Architecture

Operating Modes

The system has two modes that share the same perception interface (/perception/cones_3d). A controller node doesn't know whether it's running in simulation or on real hardware.

Simulation Mode

┌──────────────────────────────────────────────────────────────┐
│  Gazebo Fortress (headless)                                  │
│                                                              │
│  Physics (ODE) ──► Ackermann steering ──► Odometry           │
│                         ▲                    │               │
│                         │                    │               │
│  RGBD Camera (10Hz) ────│────────────────────│───────────    │
└─────────────────────────│────────────────────│───────────────┘
                          │             ros_gz_bridge
                   /kart/cmd_vel               │
                          │                    ▼
                          │         /model/kart/odometry
                          │                    │
                          │                    ▼
                          │         ┌─────────────────────┐
                          │         │ perfect_perception   │
                          │         │ (reads SDF + odom)   │
                          │         └──────────┬──────────┘
                          │                    │
                          │        /perception/cones_3d
                          │                    │
                          │                    ▼
                          │         ┌─────────────────────┐
                          └─────────│ cone_follower        │
                                    │ (midpoint steering)  │
                                    └─────────────────────┘

Real Hardware Mode

┌──────────┐          ┌──────────────────────────────────────┐
│ Gamepad  │──/joy──►│ joy_to_cmd_vel                        │
└──────────┘          └───────────┬──────────────────────────┘
                                  │
                          /actuation_cmd
                                  │
                                  ▼
                      ┌───────────────────────┐     UART      ┌────────────┐
                      │ msgs_to_micro         │──────────────►│ ESP32      │
                      │ (Ackermann → 4 bytes) │  115200 baud  │ (Medulla)  │
                      └───────────────────────┘               └────────────┘


┌──────────┐
│ ZED      │── RGB + Depth + CameraInfo
│ Camera   │
└──────┬───┘
       │
       ▼
┌──────────────────┐     /perception/     ┌──────────────────────┐
│ yolo_detector    │──── cones_2d ──────►│ cone_depth_localizer  │
│ (YOLOv5, PyTorch)│                      │ (2D → 3D projection) │
└──────────────────┘                      └──────────┬───────────┘
                                                     │
                                          /perception/cones_3d
                                                     │
                                                     ▼
                                          ┌─────────────────────┐
                                          │ controller node     │
                                          │ (to be developed)   │
                                          └─────────────────────┘

Topic Map

Simulation Topics

Topic	Message Type	Publisher	Subscriber
`/clock`	`rosgraph_msgs/Clock`	Gazebo (bridged)	All nodes (`use_sim_time`)

# # # # #

# Written tasks:
(a) In the architecture notes, at what baud rate does the UART link to the ESP32 run?
(b) Pick up the architecture notes after their final line and keep writing from that point.

# Stored data:
# # # # #

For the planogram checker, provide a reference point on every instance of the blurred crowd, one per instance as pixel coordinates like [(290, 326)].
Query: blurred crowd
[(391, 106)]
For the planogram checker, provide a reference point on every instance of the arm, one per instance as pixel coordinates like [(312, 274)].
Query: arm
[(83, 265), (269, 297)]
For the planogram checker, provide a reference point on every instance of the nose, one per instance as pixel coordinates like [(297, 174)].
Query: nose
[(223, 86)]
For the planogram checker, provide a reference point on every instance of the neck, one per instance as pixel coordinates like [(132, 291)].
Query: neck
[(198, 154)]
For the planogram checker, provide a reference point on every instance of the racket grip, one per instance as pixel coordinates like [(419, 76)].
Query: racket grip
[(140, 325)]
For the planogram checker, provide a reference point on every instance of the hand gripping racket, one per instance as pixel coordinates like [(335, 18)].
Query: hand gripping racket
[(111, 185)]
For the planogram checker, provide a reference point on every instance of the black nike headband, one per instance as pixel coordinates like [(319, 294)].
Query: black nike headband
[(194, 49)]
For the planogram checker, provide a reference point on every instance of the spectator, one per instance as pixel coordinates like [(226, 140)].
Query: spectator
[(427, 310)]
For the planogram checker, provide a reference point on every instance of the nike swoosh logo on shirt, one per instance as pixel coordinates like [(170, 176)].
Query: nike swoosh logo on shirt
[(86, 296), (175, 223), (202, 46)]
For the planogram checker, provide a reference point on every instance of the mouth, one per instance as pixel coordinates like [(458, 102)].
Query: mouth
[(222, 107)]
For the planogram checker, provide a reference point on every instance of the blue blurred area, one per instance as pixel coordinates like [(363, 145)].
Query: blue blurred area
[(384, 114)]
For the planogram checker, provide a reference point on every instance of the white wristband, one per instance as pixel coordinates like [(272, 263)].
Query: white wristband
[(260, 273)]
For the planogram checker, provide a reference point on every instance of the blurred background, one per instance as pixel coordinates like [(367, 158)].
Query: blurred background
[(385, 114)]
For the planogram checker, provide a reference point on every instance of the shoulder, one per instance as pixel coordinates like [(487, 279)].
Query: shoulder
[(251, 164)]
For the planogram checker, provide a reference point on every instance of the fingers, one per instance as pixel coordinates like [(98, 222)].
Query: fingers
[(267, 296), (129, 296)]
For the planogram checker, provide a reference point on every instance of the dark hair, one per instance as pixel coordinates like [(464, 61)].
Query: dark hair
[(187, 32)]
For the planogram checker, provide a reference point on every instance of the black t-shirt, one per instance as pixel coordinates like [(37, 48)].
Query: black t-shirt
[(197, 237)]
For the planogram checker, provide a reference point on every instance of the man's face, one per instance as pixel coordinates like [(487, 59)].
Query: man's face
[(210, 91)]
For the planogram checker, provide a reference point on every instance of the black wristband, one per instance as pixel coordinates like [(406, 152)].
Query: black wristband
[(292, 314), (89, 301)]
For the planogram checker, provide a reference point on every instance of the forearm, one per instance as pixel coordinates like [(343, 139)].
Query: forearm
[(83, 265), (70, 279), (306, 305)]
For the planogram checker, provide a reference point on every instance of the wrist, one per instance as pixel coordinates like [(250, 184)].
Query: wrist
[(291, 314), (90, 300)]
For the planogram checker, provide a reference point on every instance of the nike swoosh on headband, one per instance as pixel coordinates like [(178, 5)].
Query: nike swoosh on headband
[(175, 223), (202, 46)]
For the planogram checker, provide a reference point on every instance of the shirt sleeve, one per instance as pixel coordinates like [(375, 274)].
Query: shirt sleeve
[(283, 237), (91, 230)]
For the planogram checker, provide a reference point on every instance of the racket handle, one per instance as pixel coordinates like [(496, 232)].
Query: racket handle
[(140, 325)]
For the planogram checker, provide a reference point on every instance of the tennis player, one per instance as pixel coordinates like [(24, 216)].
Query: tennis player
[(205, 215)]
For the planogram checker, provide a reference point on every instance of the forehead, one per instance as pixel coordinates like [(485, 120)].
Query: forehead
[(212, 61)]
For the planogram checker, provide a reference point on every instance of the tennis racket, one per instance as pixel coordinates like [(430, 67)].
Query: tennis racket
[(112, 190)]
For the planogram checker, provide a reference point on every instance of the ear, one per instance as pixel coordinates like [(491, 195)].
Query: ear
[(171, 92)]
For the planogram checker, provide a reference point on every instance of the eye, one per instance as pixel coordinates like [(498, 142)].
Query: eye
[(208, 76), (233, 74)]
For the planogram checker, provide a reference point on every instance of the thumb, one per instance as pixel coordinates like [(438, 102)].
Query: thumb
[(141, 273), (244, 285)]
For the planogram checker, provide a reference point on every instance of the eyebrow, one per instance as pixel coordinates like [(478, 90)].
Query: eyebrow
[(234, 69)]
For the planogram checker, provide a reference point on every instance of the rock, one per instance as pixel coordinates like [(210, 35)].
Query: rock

# # # # #

# Responses for each task:
(a) 115200 baud.

(b)
`/model/kart/odometry`	`nav_msgs/Odometry`	Gazebo (bridged)	`perfect_perception`
`/kart/cmd_vel`	`geometry_msgs/Twist`	`cone_follower`	Gazebo (bridged)
`/zed/.../rgb/image_rect_color`	`sensor_msgs/Image`	Gazebo camera (bridged + remapped)	`yolo_detector`
`/zed/.../depth/depth_registered`	`sensor_msgs/Image`	Gazebo camera (bridged + remapped)	`cone_depth_localizer`
`/zed/.../rgb/camera_info`	`sensor_msgs/CameraInfo`	Gazebo camera (bridged + remapped)	`cone_depth_localizer`

Perception Topics (shared)

Topic	Message Type	Publisher	Subscriber
`/perception/cones_2d`	`vision_msgs/Detection2DArray`	`yolo_detector`	`cone_depth_localizer`
`/perception/cones_3d`	`vision_msgs/Detection3DArray`	`cone_depth_localizer` or `perfect_perception`	Controller, `cone_marker_viz_3d`
`/perception/cones_3d_markers`	`visualization_msgs/MarkerArray`	`cone_marker_viz_3d`	RViz
`/perception/yolo/annotated`	`sensor_msgs/Image`	`yolo_detector`	RViz (debug)

Real Hardware Topics

Topic	Message Type	Publisher	Subscriber
`/joy`	`sensor_msgs/Joy`	`joy_node`	`joy_to_cmd_vel`
`/actuation_cmd`	`ackermann_msgs/AckermannDriveStamped`	`joy_to_cmd_vel`	`comms_micro`

TF Frame Tree

odom
 └── base_link              (kart chassis center)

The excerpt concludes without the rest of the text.